======== Recorded data

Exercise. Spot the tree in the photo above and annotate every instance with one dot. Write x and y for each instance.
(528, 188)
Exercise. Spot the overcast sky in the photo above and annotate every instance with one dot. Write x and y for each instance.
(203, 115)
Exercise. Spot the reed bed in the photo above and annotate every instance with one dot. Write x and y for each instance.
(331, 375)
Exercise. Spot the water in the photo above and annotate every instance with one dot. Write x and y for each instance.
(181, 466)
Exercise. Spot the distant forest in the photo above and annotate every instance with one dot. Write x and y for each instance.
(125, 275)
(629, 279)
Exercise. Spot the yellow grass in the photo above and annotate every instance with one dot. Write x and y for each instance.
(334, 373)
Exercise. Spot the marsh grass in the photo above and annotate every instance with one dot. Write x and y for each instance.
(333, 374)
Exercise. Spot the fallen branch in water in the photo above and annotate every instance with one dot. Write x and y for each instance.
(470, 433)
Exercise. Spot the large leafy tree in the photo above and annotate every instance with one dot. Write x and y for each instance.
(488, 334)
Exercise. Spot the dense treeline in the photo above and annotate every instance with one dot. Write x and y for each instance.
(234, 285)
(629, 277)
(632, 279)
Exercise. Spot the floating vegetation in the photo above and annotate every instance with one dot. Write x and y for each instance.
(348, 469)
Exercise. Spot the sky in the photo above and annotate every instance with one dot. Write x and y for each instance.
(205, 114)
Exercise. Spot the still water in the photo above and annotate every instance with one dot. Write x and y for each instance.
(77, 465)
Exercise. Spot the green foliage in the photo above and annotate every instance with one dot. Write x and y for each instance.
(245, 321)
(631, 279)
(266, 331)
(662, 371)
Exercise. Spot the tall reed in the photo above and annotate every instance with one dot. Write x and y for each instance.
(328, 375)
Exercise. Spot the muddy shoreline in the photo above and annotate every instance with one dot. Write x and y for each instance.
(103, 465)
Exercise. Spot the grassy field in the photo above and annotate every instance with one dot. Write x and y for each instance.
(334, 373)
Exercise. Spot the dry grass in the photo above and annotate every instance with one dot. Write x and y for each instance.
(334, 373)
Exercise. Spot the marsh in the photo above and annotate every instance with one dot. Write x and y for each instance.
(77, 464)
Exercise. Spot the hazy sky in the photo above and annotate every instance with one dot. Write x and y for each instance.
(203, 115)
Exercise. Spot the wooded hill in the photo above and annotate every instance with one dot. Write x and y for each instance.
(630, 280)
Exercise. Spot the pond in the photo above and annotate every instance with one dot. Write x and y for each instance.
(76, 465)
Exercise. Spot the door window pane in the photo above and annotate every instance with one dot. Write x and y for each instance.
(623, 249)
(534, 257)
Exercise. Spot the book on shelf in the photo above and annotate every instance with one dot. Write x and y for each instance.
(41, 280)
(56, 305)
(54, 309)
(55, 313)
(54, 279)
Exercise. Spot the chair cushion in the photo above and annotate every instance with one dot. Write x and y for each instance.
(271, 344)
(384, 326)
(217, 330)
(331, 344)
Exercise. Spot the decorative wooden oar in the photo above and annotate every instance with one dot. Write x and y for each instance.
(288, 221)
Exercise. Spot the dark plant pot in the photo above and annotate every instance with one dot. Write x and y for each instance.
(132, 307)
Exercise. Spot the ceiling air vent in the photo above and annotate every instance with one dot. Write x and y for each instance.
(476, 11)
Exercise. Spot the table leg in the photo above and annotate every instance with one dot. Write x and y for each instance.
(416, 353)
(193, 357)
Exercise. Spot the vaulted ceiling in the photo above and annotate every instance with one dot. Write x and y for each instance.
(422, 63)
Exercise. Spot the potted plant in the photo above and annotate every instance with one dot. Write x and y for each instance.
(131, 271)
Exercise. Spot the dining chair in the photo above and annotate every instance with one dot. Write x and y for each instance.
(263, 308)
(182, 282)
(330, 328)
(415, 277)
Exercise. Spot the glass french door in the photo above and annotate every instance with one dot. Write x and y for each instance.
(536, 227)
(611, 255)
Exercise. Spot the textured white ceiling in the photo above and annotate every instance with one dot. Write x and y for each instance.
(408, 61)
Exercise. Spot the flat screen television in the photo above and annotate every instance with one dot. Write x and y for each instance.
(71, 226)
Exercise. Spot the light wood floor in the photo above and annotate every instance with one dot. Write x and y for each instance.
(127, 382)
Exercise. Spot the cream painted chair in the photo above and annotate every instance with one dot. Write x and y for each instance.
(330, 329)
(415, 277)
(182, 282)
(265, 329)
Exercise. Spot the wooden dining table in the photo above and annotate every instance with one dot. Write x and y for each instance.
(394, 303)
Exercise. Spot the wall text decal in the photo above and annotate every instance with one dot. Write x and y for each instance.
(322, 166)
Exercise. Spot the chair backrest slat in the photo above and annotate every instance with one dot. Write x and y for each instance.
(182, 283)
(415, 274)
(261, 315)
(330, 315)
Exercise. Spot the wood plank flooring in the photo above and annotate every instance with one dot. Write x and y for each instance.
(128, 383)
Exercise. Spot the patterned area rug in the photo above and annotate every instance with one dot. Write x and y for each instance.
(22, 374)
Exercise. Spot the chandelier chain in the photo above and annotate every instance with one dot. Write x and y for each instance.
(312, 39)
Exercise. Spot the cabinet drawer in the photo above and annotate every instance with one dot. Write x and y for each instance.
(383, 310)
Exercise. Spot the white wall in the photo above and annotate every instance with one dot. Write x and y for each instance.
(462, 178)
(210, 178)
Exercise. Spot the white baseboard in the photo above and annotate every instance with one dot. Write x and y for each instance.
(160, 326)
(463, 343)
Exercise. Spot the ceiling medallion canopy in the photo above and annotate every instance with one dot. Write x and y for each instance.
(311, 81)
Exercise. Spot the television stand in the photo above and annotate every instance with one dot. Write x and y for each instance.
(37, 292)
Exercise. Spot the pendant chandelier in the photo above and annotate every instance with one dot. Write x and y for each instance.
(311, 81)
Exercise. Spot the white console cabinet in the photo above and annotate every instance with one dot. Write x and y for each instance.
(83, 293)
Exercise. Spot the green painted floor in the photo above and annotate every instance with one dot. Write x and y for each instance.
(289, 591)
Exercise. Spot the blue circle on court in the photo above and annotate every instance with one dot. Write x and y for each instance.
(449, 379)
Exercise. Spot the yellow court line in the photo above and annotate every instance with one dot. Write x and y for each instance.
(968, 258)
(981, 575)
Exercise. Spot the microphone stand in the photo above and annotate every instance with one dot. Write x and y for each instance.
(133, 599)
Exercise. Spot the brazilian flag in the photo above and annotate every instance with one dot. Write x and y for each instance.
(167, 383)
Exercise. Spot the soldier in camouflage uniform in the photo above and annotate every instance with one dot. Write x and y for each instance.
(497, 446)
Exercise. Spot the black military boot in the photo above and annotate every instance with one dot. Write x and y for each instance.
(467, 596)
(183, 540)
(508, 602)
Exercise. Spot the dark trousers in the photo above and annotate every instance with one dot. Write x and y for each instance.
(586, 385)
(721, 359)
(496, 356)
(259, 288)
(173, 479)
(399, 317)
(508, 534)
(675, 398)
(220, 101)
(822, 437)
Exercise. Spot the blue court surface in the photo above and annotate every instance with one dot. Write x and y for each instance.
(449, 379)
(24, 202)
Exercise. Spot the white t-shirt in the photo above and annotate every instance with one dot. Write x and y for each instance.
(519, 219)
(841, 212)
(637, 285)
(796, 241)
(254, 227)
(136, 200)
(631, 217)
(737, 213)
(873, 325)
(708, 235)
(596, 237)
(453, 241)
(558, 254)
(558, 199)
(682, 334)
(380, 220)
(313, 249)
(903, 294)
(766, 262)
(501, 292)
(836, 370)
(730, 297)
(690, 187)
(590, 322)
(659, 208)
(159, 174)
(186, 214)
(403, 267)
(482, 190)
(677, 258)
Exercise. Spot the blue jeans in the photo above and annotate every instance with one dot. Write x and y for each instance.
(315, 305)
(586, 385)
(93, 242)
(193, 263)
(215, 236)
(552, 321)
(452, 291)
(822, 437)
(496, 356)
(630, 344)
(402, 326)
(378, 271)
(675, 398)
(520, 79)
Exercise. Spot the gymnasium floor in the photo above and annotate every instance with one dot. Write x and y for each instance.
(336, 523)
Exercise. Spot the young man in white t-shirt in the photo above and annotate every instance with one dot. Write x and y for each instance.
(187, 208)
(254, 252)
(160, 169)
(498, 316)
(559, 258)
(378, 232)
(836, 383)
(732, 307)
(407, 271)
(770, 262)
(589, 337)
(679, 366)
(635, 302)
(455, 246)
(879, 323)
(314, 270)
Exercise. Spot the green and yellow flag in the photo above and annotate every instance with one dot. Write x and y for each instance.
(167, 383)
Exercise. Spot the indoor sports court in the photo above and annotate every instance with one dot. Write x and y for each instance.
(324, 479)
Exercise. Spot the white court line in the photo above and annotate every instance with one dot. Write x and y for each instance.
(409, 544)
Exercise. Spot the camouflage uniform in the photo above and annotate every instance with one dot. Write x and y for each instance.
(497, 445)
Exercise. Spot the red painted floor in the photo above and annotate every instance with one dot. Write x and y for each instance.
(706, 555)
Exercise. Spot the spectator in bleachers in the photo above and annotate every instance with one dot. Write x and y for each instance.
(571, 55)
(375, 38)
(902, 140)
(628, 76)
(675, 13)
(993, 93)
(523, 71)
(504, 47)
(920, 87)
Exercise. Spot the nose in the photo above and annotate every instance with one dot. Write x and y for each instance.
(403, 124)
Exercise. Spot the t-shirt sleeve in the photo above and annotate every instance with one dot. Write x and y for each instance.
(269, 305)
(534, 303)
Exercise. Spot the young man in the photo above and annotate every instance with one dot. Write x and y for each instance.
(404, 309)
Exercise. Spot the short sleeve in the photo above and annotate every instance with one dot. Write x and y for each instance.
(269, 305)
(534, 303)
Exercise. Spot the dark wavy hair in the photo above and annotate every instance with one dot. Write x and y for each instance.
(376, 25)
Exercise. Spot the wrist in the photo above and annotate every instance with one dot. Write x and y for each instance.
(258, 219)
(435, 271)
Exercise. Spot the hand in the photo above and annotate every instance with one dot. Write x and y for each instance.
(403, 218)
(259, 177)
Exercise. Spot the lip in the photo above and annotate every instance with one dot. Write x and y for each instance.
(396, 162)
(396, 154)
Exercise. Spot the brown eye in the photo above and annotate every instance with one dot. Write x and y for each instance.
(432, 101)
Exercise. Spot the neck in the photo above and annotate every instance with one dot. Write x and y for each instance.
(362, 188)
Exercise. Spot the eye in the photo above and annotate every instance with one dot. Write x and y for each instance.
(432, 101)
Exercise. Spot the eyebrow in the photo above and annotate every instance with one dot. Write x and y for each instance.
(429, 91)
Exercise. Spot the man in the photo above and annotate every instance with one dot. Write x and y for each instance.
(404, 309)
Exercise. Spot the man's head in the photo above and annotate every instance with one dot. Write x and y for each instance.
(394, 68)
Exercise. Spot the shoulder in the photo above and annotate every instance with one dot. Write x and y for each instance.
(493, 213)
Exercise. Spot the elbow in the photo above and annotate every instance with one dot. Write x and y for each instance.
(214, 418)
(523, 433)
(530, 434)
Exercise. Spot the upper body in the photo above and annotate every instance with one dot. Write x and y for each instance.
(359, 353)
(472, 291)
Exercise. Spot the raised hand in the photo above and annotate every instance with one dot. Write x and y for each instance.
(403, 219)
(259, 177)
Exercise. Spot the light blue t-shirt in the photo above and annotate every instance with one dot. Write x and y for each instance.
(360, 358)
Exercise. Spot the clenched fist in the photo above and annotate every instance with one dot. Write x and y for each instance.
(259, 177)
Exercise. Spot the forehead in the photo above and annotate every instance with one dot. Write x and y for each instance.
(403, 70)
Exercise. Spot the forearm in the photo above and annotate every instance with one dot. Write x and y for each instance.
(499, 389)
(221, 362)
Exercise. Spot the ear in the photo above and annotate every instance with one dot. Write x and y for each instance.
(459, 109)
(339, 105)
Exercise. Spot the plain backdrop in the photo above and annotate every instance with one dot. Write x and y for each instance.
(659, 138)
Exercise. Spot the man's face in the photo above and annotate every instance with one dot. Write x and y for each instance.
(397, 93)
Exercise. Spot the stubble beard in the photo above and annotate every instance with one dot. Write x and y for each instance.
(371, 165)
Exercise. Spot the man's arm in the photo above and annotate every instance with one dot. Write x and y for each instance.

================

- [Work request] The line containing "Exercise. Spot the plain" marks the start. Repeat it and every line after it to the end of the listing above, exactly.

- [Result below]
Exercise. Spot the plain backdrop in the photo above and annotate every instance with one dot. Write x and y for each instance.
(659, 138)
Exercise. Spot the man's face in the photo above and annotate every instance with one dot. Write x and y for each instance.
(397, 93)
Exercise. Spot the stubble beard in the photo above and annotate every instance with one dot. Write x and y for each instance.
(371, 165)
Exercise. Spot the man's arm in the photo above and annotate every instance with one dot. Write x and y for each instance.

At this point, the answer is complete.